Written request
Recast the lines from the first line through the line containing "[480,139,752,831]", inclusive, as a two-column CSV with columns named text and answer. Give one row per answer, with the text before that answer under text and the answer itself under answer, each value in a single quoted field with line breaks replaced by spaces.

Data supplied
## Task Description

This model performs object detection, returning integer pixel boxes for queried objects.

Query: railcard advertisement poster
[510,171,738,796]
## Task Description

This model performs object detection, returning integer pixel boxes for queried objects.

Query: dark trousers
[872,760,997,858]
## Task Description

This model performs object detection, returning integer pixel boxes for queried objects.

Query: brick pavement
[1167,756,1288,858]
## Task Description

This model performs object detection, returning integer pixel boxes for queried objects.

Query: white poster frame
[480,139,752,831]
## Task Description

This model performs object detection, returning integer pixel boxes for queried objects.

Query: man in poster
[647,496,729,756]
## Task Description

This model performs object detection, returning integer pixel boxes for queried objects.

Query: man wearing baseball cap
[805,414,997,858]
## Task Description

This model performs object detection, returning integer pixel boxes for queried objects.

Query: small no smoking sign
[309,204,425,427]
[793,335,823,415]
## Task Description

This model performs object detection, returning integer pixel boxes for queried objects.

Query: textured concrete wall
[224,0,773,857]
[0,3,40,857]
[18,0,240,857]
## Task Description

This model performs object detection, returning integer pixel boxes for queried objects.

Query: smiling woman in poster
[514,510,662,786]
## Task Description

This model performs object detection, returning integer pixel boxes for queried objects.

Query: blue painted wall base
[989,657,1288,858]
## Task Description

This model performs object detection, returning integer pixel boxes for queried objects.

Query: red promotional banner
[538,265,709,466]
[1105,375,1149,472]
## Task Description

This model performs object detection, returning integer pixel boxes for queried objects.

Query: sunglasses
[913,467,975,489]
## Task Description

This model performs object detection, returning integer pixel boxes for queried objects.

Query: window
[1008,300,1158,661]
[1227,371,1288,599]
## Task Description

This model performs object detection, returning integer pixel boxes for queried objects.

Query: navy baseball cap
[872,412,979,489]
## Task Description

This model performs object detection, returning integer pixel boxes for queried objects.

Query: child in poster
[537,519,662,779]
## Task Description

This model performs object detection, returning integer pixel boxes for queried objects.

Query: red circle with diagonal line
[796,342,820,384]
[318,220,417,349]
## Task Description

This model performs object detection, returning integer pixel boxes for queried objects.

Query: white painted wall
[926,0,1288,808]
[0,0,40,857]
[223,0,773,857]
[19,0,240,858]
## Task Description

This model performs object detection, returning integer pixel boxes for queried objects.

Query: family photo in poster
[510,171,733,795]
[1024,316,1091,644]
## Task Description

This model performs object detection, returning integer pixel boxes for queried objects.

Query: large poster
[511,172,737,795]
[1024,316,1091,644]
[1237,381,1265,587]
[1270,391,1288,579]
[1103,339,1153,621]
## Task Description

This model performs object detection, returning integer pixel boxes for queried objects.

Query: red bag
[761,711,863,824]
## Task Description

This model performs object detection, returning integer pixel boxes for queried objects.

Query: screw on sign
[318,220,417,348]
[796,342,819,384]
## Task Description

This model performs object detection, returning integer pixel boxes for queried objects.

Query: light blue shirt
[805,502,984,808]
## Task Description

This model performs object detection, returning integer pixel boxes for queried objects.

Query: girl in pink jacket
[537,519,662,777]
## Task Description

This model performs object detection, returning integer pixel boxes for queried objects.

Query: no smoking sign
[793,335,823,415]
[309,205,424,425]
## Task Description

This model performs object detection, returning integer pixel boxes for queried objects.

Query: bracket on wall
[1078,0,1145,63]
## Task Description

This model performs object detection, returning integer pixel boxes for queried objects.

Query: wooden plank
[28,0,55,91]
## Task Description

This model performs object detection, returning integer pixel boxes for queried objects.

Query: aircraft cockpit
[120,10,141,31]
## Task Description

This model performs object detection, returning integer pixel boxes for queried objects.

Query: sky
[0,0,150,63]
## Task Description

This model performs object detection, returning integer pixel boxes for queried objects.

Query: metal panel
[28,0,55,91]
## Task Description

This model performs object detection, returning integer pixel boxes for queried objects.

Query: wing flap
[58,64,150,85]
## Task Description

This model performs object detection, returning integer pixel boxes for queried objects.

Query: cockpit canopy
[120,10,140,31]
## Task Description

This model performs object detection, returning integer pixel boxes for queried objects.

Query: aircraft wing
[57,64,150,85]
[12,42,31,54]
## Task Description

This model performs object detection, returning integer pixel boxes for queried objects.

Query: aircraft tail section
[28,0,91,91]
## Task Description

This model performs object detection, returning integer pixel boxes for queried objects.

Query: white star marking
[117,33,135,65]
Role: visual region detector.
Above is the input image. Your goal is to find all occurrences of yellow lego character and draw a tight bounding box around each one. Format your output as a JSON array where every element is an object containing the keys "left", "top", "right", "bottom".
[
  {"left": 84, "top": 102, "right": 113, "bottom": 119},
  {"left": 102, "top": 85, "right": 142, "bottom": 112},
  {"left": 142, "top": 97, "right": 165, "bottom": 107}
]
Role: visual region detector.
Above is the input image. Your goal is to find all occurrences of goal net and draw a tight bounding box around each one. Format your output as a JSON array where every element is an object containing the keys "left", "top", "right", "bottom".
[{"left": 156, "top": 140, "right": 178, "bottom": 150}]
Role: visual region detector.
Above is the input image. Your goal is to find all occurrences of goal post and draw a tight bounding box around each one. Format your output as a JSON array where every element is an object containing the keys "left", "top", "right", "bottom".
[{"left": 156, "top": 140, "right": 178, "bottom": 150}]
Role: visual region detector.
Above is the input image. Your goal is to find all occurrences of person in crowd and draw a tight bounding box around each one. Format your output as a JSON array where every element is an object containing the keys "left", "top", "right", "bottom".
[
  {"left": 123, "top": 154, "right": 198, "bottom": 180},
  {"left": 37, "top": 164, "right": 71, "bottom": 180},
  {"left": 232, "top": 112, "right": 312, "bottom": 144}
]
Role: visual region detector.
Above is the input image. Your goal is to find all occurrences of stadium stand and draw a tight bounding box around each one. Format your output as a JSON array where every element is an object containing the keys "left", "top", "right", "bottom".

Response to the task
text,answer
"## Task Description This model performs object detection, returning integer pixel boxes for queried objects. Query: railcard advertisement poster","[510,171,738,796]"
"## Task Description This model performs object detection, returning integer pixel boxes for queried objects. Query: dark trousers","[872,760,997,858]"
"## Task Description This model performs object detection, returning integer pixel boxes for queried objects. Query: brick pavement","[1167,756,1288,858]"
"## Task Description This model performs object detection, returning integer pixel boxes for queried objects. Query: white poster frame","[480,139,752,831]"